(Items from a data source)
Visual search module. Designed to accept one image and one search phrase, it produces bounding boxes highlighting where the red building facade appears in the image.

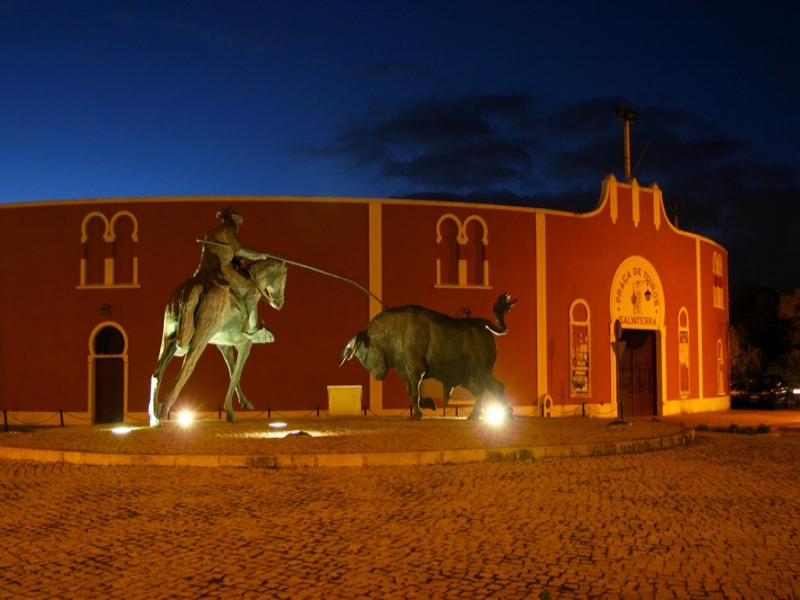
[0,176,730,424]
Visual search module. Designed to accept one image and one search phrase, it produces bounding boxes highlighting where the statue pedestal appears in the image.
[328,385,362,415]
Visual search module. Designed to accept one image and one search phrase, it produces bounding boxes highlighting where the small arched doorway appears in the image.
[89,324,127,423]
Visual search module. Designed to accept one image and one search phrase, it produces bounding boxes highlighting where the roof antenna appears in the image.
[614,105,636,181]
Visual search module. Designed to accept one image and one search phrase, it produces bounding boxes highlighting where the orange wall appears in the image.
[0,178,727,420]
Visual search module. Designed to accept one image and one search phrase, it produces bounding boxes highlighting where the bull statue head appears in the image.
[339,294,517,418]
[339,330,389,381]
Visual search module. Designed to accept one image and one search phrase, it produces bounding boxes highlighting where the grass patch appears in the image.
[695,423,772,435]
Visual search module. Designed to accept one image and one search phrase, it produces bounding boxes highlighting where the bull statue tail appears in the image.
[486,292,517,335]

...

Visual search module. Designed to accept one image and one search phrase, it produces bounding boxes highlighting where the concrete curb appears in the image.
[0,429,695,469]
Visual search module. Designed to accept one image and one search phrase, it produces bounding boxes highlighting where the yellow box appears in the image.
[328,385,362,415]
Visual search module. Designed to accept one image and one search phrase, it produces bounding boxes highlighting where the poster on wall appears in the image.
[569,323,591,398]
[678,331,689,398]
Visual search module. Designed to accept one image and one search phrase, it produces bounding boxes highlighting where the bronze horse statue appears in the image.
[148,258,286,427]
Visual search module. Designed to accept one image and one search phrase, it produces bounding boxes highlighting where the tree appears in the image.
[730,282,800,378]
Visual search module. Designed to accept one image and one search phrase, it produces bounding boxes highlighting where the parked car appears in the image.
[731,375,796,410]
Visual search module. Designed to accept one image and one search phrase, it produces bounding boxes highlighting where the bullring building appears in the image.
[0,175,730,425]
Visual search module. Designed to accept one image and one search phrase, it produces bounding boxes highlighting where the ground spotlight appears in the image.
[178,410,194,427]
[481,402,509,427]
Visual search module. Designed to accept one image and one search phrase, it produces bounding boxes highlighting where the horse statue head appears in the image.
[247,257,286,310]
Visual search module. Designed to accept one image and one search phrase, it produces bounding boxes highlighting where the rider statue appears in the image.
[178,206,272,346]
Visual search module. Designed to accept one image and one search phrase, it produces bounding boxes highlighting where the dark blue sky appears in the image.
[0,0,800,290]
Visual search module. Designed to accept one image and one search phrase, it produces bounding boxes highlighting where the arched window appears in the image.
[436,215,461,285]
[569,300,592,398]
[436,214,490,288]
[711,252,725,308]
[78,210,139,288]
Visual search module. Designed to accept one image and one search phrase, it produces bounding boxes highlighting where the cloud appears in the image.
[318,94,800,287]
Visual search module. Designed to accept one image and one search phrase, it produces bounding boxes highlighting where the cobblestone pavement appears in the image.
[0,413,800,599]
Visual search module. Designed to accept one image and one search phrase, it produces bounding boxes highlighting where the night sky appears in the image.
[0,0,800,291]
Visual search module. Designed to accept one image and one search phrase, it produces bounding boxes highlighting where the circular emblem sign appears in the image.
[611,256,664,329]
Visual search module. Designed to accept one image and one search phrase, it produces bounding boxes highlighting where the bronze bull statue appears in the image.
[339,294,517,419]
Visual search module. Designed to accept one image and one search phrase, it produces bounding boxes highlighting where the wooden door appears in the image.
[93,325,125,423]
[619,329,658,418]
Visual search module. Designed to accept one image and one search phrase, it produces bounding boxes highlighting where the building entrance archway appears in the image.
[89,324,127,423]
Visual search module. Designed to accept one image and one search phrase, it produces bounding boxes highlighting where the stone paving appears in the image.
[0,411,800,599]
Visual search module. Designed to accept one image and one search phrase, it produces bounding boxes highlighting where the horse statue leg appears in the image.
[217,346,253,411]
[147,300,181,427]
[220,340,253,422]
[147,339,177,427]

* _Required task_
Pull out, verbatim, every line of the data from the one containing "pedestal appears in the image." down to the one containing "[486,292,517,335]", both included.

* _Result of the exercise_
Visual search module. Designed to accept one image and one search phrase, it produces bounding boxes highlighting where the statue pedestal appears in the image.
[328,385,362,415]
Visual search module. Designed to accept one image and one search phrase, it produces bounding boxes highlighting where the small arched doorway appears in the image.
[89,324,127,423]
Visual search module. Designed to accept one image and one search phrase, it produces bounding boxes highlighting where the roof antenna appears in the image.
[614,105,636,181]
Visual search module. Designed to accept one image and one search phrase, it produces bounding boxes highlighting where the orange wall appears in the image.
[0,178,727,420]
Visual search module. Designed to accept one image and one search phrase, it produces bounding boxes highlighting where the bull statue head appears in the image.
[339,294,517,418]
[339,330,389,381]
Visual search module. Designed to accept one image and one search phrase, it produces bounding boxes highlighting where the grass patch appears in the image.
[695,423,772,435]
Visual search module. Designed to accept one image and one search phrase, it produces bounding boxes highlighting where the bull statue tail appears in the image.
[486,292,517,335]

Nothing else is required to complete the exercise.